■ TASK ITEM ■
Print exactly the lines from the line with "drawn like (210,611)." to the last line of the data, please, both included.

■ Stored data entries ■
Start of Block
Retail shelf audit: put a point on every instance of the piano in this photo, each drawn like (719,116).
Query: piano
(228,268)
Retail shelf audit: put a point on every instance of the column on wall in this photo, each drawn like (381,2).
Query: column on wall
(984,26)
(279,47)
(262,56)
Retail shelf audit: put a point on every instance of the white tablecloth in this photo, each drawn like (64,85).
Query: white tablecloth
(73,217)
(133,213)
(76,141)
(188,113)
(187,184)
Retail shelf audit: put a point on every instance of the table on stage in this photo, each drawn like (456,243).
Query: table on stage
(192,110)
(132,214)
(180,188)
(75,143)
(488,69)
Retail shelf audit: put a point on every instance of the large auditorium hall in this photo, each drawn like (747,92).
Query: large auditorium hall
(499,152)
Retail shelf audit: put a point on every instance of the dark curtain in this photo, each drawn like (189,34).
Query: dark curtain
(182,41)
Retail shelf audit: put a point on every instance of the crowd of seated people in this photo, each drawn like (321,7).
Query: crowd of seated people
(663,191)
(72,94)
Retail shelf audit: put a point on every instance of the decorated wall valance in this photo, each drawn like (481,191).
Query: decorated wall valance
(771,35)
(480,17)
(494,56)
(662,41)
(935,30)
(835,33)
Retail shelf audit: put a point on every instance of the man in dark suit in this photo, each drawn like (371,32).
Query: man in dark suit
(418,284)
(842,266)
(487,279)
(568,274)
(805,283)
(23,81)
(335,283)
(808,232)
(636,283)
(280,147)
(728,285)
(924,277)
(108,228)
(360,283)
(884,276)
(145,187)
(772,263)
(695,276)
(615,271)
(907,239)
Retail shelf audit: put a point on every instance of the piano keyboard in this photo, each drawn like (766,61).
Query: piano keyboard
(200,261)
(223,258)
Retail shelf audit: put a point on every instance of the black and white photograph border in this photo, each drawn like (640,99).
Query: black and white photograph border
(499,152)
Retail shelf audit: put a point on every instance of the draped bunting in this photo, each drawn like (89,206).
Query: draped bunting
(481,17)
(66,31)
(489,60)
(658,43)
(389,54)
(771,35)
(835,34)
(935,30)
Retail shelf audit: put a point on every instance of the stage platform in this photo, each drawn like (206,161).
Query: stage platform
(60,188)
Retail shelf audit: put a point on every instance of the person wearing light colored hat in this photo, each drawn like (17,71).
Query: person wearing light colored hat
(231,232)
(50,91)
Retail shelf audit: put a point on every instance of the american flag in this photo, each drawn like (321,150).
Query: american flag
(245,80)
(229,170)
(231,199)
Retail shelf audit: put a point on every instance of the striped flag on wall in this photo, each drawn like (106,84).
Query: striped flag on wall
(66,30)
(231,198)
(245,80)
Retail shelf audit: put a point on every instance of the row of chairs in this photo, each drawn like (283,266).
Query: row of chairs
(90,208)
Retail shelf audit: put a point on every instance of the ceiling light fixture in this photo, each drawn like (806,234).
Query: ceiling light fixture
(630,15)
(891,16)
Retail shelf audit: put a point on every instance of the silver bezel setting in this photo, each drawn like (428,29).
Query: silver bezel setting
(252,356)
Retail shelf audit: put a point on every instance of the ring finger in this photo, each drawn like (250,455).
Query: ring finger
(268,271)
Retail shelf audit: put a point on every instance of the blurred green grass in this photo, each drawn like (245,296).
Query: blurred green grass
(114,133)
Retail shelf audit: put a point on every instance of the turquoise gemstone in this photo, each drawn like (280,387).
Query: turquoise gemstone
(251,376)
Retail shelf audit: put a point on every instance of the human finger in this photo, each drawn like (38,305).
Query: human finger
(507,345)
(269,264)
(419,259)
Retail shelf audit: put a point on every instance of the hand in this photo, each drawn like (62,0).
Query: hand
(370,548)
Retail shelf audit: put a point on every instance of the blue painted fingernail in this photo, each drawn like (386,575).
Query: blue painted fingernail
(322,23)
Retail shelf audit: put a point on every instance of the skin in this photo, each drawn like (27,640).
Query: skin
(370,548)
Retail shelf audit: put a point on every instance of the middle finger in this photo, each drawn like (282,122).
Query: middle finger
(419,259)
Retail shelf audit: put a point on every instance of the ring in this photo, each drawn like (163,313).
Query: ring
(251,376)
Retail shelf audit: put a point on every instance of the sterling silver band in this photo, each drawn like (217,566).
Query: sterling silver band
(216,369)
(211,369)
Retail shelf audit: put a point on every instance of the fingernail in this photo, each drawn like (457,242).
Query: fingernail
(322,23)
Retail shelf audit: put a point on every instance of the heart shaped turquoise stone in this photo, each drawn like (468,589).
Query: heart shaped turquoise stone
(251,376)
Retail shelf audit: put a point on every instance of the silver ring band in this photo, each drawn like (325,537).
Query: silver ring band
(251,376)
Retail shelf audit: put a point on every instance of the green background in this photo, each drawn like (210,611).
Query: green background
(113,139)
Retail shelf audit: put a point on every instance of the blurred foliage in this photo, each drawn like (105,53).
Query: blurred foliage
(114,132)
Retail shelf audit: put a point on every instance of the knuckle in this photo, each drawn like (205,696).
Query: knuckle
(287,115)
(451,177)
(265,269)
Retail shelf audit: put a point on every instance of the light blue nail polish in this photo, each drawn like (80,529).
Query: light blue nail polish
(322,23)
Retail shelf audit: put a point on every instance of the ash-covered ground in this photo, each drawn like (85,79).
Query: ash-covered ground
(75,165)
End of Block
■ REPLY TO THE TASK ■
Retail shelf audit: put a point on every instance of the green background in this photo, each drawn like (210,611).
Query: green background
(113,139)
Retail shelf audit: put a point on every instance of the blurred foliage in this photo, each drawn like (105,53).
Query: blurred foliage
(114,132)
Retail shelf audit: put a point on every instance of the knuckle in this photo, each drawn like (205,696).
Query: knuckle
(287,115)
(451,177)
(265,269)
Retail shelf audit: put a point on every instance of the light blue nail polish in this photo, each drawn like (80,529).
Query: light blue nail polish
(322,23)
Retail shelf audit: put a point on every instance of the ash-covered ground in this photo, each drawn like (85,79).
Query: ash-covered ground
(75,165)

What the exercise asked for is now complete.